▶ _TEXTE_
Synopsis : La judokate iranienne Leila et son entraîneuse Maryam se rendent aux Championnats du monde de judo avec l’intention de ramener sa première médaille d’or à l’Iran. Mais au cours de la compétition, elles reçoivent un ultimatum de la République islamique ordonnant à Leila de simuler une blessure et d’abandonner pour éviter une possible confrontation avec l’athlète israélienne. Sa liberté et celle de sa famille étant en jeu, Leila se retrouve face à un choix impossible : se plier au régime iranien, comme l’implore son entraîneuse, ou se battre pour réaliser son rêve.
AVIS GLOBAL
Tatami est la rencontre artistique entre deux réalisateurs, mais aussi celle entre deux pays hostiles l’un envers l’autre. La collaboration entre Zar Amir et Guy Nattiv est celle de l’Iran et d’Israël dans un but humaniste. L’art n’a pas de frontière, tout comme le sport, et c’est pour cela que Tatami a été élaboré. Porté par deux réalisateurs de talent, le métrage nous emmène dans cet entre-deux mondes en nous faisant vivre de l’intérieur la réalité de nombreux athlètes iraniennes.

Une médaille serrée autour du cou
Sous couvert d’être un film de sport, Tatami est un thriller politique. Le combat qu’entreprennent Leila et Maryam se fait aussi bien dans l’arène que dans les bureaux. La judokate et l’entraîneuse participent initialement à la compétition pour gagner la médaille d’or sauf que le gouvernement iranien va se placer devant elles tel un adversaire.
Les combats et les discussions sont dans cette optique filmée de la même manière, c’est-à-dire au plus près du corps. La filiation entre les deux devient de plus en intense jusqu’à même ne former plus qu’un. Au début, nous ne voyions que les deux judokates sur le tatami et l’entraîneuse, par la suite ce n’est plus le cas.

▶ _CONSIGNE 1_
Selon la critique du film Tatami, quels pays la collaboration entre Zar Amir et Guy Nattiv réunit-elle ?
▶ _CONSIGNE 2_
Transcrivez un passage de la critique du film Tatami : commencez aux mots « AVIS GLOBAL » et arrêtez-vous après les mots « tel un adversaire. ».
▶ _CONSIGNE 3_
Reprenez la critique du film Tatami là où elle s'interrompt et poursuivez-la.

▶ _DONNÉES_
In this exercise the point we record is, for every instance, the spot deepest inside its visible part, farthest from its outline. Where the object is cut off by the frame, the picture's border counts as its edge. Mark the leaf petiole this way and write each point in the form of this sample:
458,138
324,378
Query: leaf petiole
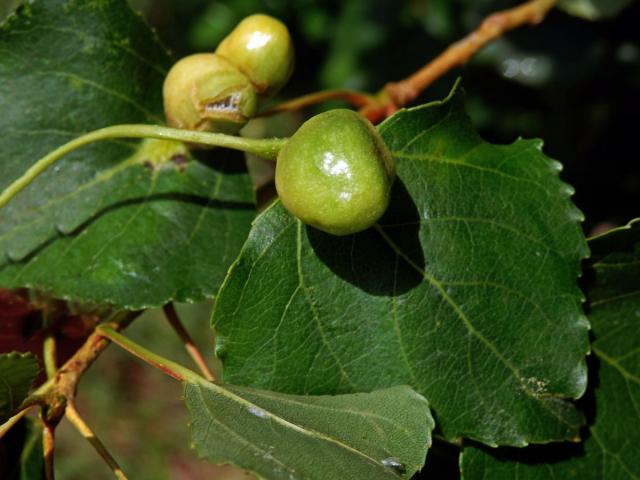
266,148
163,364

▶ _RÉPONSE ATTENDUE 1_
L'Iran et Israël.

▶ _RÉPONSE ATTENDUE 2_
AVIS GLOBAL
Tatami est la rencontre artistique entre deux réalisateurs, mais aussi celle entre deux pays hostiles l’un envers l’autre. La collaboration entre Zar Amir et Guy Nattiv est celle de l’Iran et d’Israël dans un but humaniste. L’art n’a pas de frontière, tout comme le sport, et c’est pour cela que Tatami a été élaboré. Porté par deux réalisateurs de talent, le métrage nous emmène dans cet entre-deux mondes en nous faisant vivre de l’intérieur la réalité de nombreux athlètes iraniennes.

Une médaille serrée autour du cou
Sous couvert d’être un film de sport, Tatami est un thriller politique. Le combat qu’entreprennent Leila et Maryam se fait aussi bien dans l’arène que dans les bureaux. La judokate et l’entraîneuse participent initialement à la compétition pour gagner la médaille d’or sauf que le gouvernement iranien va se placer devant elles tel un adversaire.

▶ _RÉPONSE ATTENDUE 3_
L’affrontement entre Leila et la Brésilienne marque la transition par le fait que tout se mélange. Un montage parallèle montre successivement les sportives, Maryam, et la situation du mari et du fils de Leila en Iran. Le paroxysme de cette situation complexe arrive face à la Géorgienne.
Le combat débute et se conclut sur un plan d’ensemble en plongée soulignant à la fois la pression énorme sur les épaules de Leila, mais aussi le regard du gouvernement iranien. Le plan concluant la confrontation sportive met aussi un terme à celui politique. Peu importe le résultat, le cadre est aussi aéré que celui de la fuite des proches de Leila, un objectif auquel la judokate et son entraîneuse souhaitent atteindre.
Le judogi comme arme de contestation
Tatami se place dans la lignée des œuvres contestataires iraniennes telles que Persepolis de Marjane Satrapi et Vincent Paronnaud et Les Nuits de Mashhad d’Ali Abbasi (dont Zar Amir a participé). Il est important de noter que ce n’est pas l’Iran qui est mis en cause, mais ceux qui le dirigent. Les habitants ne sont pas ceux qui imposent les lois, au contraire, ce sont eux qui les subissent.
Il en va de même pour l’Islam et le voile. La religion n’est aucunement dénoncée, c’est l’obligation de la pratiquer qui l’est. Les femmes, tout comme le film avec ce format 4/3, doivent porter ce voile contre leur gré. Le duo Leila/Maryam va donc à cet effet symboliser à la fois la rébellion et le contrôle.
Le métrage va marquer la rupture idéologique entre la judokate et ses coéquipières en l’éloignant physiquement d’elles, bien que face au gouvernement elles sont toutes réunies. Cet élan libertaire se confronte avec Maryam car celle-ci doit se racheter. Elle est pourtant littéralement son reflet sauf qu’elle est aussi brisée que ce miroir cassé par Leila auquel elle fera face dans le film.
Leur parcours est identique à la différence que la judokate va avancer au lieu d’abandonner comme son entraîneuse auparavant. Cette divergence est représentée dans la salle d’échauffement avec une Maryam au centre du tatami dans l’incapacité de bouger tandis que Leila court autour d’elle, sûre de son choix.
Le message fort que porte Tatami doit en revanche être porté par les deux personnages pour qu’il fasse effet. C’est pour cela qu’elles vont se rejoindre dans la critique du régime en place. C’est une dénonciation maligne et honnête car bien qu’elle soit frontale, elle s’en prend aux dirigeants et non au pays que ces femmes aiment.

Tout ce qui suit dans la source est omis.